Okunacak Metin:
■ ■ ■ ■ ■
Emsal Mahkeme Kararı Adana Bölge Adliye Mahkemesi 3. Hukuk Dairesi 2020/1580 E. 2021/1708 K. 01.11.2021 T.

Görüntülediğiniz mahkeme kararı kesinleşmiş bir karardır.

T.C. ADANA BAM 3. HUKUK DAİRESİ Esas-Karar No: 2020/1580 – 2021/1708
T.C.
ADANA
BÖLGE ADLİYE MAHKEMESİ
3. HUKUK DAİRESİ

DOSYA NO : 2020/1580
KARAR NO : 2021/170

T Ü R K M İ L L E T İ A D I N A
B Ö L G E A D L İ Y E M A H K E M E S İ K A R A R I

BAŞKAN :
ÜYE :
ÜYE :

İNCELENEN KARARIN
MAHKEMESİ : Adana 2. Asliye Ticaret Mahkemesi
TARİHİ :
NUMARASI : …Esas, …Karar
DAVACI :

VEKİLİ : Av.
DAVALI :
VEKİLİ : Av.
DAVA : Tazminat ( Cismani zarar sebebiyle açılan tazminat)

KARAR TARİHİ : 01/11/2021
GEREKÇELİ KARARIN
YAZILDIĞI TARİH :

Adana 2. Asliye Ticaret Mahkemesi’nin … tarih ve … Esas, … Karar sayılı kararına yönelik olarak istinaf kanun yoluna başvurulmuş olmakla Dairemize gönderilen dosyanın yapılan incelemesinde;
GEREĞİ DÜŞÜNÜLDÜ:
TARAFLARIN İDDİA VE SAVUNMALARININ ÖZETİ:
DAVA: Davacı vekili dava dilekçesinde özetle; … tarihinde sürücü … idaresindeki … plakalı motosiklet ile seyir halinde iken dönüş ışıklarını yakmadan sağa dönüşe geçen plakasını ve markasını almadığı gri renkli bir aracın aniden dönmesi sonucunda direksiyon hakimiyetini kaybederek devrilmesi sonucu yaralamalı ve maddi hasarlı trafik kazası meydana geldiğini, kaza sonucunda müvekkilinin yaralandığını, kazanın oluşumunda plakası ve modeli bilinmeyen aracın sürücünün kusurlu olduğunu belirterek fazlaya dair dava ve talep hakları saklı kalmak kaydıyla kalıcı iş göremezlikten dolayı 1.000 TL maddi tazminatın kaza tarihinden aksi halde dava tarihinden başlayarak işleyecek yasal faiziyle birlikte davalıdan tahsiline, yargılama gideri ve vekalet ücretinin karşı tarafa yükletilmesine karar verilmesini talep ve dava etmiştir.
■ ■ ■ ■ ■
Bir koleksiyondan alınmış veriler:
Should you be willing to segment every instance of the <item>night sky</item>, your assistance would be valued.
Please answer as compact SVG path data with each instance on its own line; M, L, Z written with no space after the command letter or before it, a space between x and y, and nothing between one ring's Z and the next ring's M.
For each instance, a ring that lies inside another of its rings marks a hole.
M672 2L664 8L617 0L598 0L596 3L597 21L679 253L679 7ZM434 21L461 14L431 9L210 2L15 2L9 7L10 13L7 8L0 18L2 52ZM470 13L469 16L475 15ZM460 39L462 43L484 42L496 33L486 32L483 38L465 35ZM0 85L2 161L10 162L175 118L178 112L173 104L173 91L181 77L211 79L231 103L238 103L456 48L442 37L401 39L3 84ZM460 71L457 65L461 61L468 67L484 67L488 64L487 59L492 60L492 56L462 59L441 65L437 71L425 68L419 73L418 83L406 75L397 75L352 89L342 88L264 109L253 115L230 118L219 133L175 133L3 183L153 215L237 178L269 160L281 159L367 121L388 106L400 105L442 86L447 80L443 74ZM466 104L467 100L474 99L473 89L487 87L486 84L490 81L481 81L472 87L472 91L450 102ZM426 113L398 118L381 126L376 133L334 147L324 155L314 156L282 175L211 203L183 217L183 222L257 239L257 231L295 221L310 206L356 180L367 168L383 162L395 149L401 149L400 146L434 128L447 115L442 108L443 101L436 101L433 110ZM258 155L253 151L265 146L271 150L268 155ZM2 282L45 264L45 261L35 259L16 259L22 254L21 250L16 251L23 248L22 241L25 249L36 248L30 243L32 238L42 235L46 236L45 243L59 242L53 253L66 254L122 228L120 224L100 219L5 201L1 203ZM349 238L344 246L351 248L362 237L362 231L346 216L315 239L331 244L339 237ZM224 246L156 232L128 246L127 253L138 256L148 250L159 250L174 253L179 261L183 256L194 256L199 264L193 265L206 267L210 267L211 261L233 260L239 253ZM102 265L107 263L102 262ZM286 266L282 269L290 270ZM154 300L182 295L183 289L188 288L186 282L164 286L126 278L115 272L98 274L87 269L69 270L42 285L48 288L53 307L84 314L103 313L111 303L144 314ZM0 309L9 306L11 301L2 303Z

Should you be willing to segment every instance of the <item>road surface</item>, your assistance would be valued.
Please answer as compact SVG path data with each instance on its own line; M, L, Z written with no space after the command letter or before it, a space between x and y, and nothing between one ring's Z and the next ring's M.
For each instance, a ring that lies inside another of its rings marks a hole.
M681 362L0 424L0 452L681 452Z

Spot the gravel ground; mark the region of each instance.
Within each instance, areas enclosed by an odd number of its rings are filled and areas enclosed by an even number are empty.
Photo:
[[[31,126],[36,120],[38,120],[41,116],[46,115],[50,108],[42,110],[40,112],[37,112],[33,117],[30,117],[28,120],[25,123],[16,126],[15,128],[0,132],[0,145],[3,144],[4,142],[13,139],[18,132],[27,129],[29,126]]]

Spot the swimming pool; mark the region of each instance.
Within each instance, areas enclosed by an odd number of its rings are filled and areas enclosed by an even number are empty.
■ ■ ■ ■ ■
Görev: Yukarıdaki mahkeme kararının tamamını harfi harfine, hiçbir yerini değiştirmeden yazıya geçirin.

Yanıt:
Emsal Mahkeme Kararı Adana Bölge Adliye Mahkemesi 3. Hukuk Dairesi 2020/1580 E. 2021/1708 K. 01.11.2021 T.

Görüntülediğiniz mahkeme kararı kesinleşmiş bir karardır.

T.C. ADANA BAM 3. HUKUK DAİRESİ Esas-Karar No: 2020/1580 – 2021/1708
T.C.
ADANA
BÖLGE ADLİYE MAHKEMESİ
3. HUKUK DAİRESİ

DOSYA NO : 2020/1580
KARAR NO : 2021/170

T Ü R K M İ L L E T İ A D I N A
B Ö L G E A D L İ Y E M A H K E M E S İ K A R A R I

BAŞKAN :
ÜYE :
ÜYE :

İNCELENEN KARARIN
MAHKEMESİ : Adana 2. Asliye Ticaret Mahkemesi
TARİHİ :
NUMARASI : …Esas, …Karar
DAVACI :

VEKİLİ : Av.
DAVALI :
VEKİLİ : Av.
DAVA : Tazminat ( Cismani zarar sebebiyle açılan tazminat)

KARAR TARİHİ : 01/11/2021
GEREKÇELİ KARARIN
YAZILDIĞI TARİH :

Adana 2. Asliye Ticaret Mahkemesi’nin … tarih ve … Esas, … Karar sayılı kararına yönelik olarak istinaf kanun yoluna başvurulmuş olmakla Dairemize gönderilen dosyanın yapılan incelemesinde;
GEREĞİ DÜŞÜNÜLDÜ:
TARAFLARIN İDDİA VE SAVUNMALARININ ÖZETİ:
DAVA: Davacı vekili dava dilekçesinde özetle; … tarihinde sürücü … idaresindeki … plakalı motosiklet ile seyir halinde iken dönüş ışıklarını yakmadan sağa dönüşe geçen plakasını ve markasını almadığı gri renkli bir aracın aniden dönmesi sonucunda direksiyon hakimiyetini kaybederek devrilmesi sonucu yaralamalı ve maddi hasarlı trafik kazası meydana geldiğini, kaza sonucunda müvekkilinin yaralandığını, kazanın oluşumunda plakası ve modeli bilinmeyen aracın sürücünün kusurlu olduğunu belirterek fazlaya dair dava ve talep hakları saklı kalmak kaydıyla kalıcı iş göremezlikten dolayı 1.000 TL maddi tazminatın kaza tarihinden aksi halde dava tarihinden başlayarak işleyecek yasal faiziyle birlikte davalıdan tahsiline, yargılama gideri ve vekalet ücretinin karşı tarafa yükletilmesine karar verilmesini talep ve dava etmiştir.